Published: Tuesday, January 31, 2006 - 22:00

As China’s automotive suppliers rush to meet the demands of the world’s fastest-growing automotive market, an overcapacity problem already may be brewing, according to a new study written by Economist Corporate Network and released by the Automotive Industry Action Group and IBM Business Consulting Services’ Institute for Business Value.

The quest to add manufacturing capacity is taking place at a faster rate than expected market growth, raising overcapacity concerns and the possibility of a shakeout within five years.

In pursuit of lean operations, automakers worldwide have focused on technology investment. The China Auto Suppliers Survey looked at how China’s automotive suppliers make use of process and production technology.

The study found that information technology spending by automotive suppliers in China was generally low, with more than three-quarters of respondents investing less than $100,000 per year. It also examined major concerns, including an overwhelming need to find and retain reliable staff, which was cited by survey respondents as a barrier to successful development. With regard to automated operations, less than a quarter of respondents use enterprise resource planning systems.

"This study makes it clear how standardization of business process and technology could catapult China into a crucial position in the global automotive industry," says Andrew J. Cummins, executive director of AIAG. "Specifically, the research suggests the urgent need for suppliers in China to embrace common criteria, benchmarks and tools for business process and performance in order to achieve the cost-competitiveness they seek."

Although the building blocks of advanced manufacturing concepts such as vendor-managed inventory are hardly present in China, more than two-thirds of companies surveyed said they want to improve their business processes in order to engage in inventory management, more accurate production planning and tracking through bar-code labeling.

The study concludes that China’s domestic companies and joint ventures perceive cost-competitiveness--not quality--as a significant barrier to increased exports, and that it may be a question of production efficiency and economy of scale.

::::::::::

» Challenges:
1) List the organizations that the article on China's automotive suppliers names as writing or releasing the study.
2) According to the article on China's automotive suppliers, what share of survey respondents invested less than $100,000 per year in information technology?
3) Continue the article on China's automotive suppliers from its final paragraph.

» Recorded data:
::::::::::

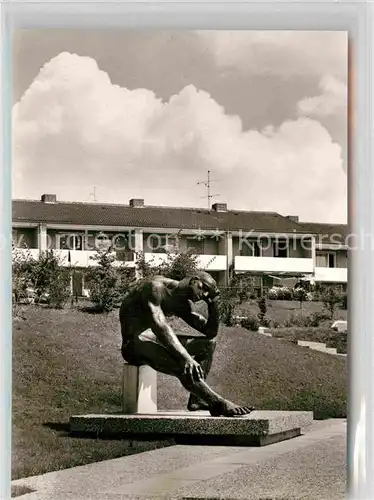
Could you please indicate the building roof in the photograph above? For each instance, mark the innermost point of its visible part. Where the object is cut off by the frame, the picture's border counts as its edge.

::::::::::

» Task-by-task outputs:
1) Economist Corporate Network; the Automotive Industry Action Group (AIAG); IBM Business Consulting Services' Institute for Business Value

2) More than three-quarters of respondents.

3)
More than half of respondents plan to increase annual manufacturing capacity by more than 20 percent over the next five years, and just one in five expects market demand to equal that rate of growth. Moreover, Chinese domestic automotive suppliers are focused on export to Southeast Asia; foreign joint ventures plan exports to North America and Japan as well.

"This study reveals extraordinary developments in the region’s automotive industry--and the volume of response suggests China’s automotive suppliers are both aggressive and ambitious in their efforts to become an engine for global industry," says Dan Blake, global automotive industry leader at IBM Business Consulting Services. "A critical success factor will be the extent to which they invest in the infrastructure required to make the engine a cost-competitive proposition."

The survey, conducted by Economist Corporate Network, polled nearly 300 respondents serving the light-vehicle market in China--cars, light trucks and buses up to 3.5 tons. The survey gathered insight into the forces fueling industry growth, as well as respondents’ plans to manage and resolve market challenges. Of the suppliers surveyed, 57 percent were purely domestic Chinese companies and 43 percent were foreign joint ventures. AMT, a firm specializing in Chinese market research, carried out the research in Chinese in February 2004.